Given task =>
Convert every line of the entries below into a Markdown table with two columns, Row and Line. Number the rows in order and leave out blank lines.

Records for this task =>
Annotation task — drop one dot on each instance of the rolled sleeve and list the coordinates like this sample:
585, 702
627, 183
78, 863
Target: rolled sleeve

Task result =>
| Row | Line |
|---|---|
| 1 | Annotation task — drop one dot on each instance of the rolled sleeve and list the coordinates like this sample: |
| 2 | 585, 702 |
| 3 | 627, 183 |
| 4 | 78, 863 |
| 5 | Target: rolled sleeve |